* Data section *
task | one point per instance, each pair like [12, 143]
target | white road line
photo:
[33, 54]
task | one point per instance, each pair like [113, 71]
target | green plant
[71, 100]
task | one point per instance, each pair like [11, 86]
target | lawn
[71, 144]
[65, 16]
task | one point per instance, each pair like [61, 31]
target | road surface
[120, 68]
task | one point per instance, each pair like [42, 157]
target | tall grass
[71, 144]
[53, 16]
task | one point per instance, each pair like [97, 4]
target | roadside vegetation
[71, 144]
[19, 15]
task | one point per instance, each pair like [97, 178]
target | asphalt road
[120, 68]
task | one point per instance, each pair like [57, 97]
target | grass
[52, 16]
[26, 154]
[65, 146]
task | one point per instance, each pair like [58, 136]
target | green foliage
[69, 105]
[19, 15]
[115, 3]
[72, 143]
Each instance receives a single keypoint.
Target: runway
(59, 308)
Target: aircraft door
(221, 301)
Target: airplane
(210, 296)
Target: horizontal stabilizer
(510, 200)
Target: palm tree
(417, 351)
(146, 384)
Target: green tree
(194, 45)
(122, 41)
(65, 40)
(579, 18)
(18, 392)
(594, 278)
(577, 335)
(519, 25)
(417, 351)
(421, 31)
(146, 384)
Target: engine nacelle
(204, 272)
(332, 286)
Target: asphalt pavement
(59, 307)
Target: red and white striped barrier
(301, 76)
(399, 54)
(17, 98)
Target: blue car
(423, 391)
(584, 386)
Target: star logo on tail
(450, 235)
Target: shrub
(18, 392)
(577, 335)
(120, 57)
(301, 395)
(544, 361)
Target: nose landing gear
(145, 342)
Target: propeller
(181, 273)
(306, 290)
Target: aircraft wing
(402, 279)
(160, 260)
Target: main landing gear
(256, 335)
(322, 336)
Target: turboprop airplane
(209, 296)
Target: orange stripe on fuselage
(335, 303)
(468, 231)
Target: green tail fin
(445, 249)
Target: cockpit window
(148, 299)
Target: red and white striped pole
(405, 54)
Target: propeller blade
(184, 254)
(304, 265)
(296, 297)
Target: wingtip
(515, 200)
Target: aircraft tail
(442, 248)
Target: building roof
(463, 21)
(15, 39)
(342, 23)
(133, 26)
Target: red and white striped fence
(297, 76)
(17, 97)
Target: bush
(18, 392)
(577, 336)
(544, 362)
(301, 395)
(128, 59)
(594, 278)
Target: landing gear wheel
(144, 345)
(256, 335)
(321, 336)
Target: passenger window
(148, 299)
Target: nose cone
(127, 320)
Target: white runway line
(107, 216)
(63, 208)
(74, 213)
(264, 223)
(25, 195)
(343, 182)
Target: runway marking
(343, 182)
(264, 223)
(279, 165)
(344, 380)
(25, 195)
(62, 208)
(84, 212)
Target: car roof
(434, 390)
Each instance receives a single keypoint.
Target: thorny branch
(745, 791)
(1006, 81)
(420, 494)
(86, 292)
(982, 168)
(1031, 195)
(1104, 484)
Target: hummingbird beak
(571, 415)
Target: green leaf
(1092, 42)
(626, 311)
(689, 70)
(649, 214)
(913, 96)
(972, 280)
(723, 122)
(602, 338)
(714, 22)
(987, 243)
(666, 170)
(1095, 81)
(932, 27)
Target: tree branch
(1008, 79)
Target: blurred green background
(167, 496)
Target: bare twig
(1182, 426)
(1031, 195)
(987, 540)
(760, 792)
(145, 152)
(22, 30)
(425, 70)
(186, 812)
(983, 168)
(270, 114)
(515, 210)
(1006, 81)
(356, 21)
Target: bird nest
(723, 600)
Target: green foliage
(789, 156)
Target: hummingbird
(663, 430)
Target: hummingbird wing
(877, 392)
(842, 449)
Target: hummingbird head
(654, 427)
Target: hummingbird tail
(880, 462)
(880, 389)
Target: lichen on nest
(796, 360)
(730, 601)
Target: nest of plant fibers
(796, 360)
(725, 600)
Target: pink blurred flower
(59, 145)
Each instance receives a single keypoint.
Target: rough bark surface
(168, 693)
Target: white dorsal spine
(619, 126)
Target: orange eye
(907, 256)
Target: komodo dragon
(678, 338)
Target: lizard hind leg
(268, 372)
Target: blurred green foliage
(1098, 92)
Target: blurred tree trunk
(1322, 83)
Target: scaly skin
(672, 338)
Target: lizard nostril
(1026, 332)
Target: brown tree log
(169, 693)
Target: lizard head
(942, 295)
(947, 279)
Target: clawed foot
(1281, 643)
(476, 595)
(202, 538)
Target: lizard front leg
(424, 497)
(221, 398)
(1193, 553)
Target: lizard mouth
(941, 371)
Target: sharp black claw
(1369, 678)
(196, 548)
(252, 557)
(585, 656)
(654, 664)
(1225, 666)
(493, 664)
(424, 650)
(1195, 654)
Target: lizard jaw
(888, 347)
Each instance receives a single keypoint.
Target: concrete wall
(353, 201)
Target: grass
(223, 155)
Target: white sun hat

* Goal *
Copy again the part of the material that opens with the line containing "Target: lizard mouth" and closes with the last line of the material, keeping every line including the requests, and offset every point coordinate in the answers by adding 30 to each number.

* Solution to this problem *
Target: lizard mouth
(971, 401)
Target: sharp black claw
(1399, 708)
(226, 578)
(282, 587)
(615, 686)
(684, 694)
(1255, 696)
(523, 694)
(454, 680)
(1225, 684)
Target: lizard jaw
(918, 377)
Each instance receives a single keypoint.
Target: concrete wall
(383, 231)
Target: grass
(253, 185)
Target: white sun hat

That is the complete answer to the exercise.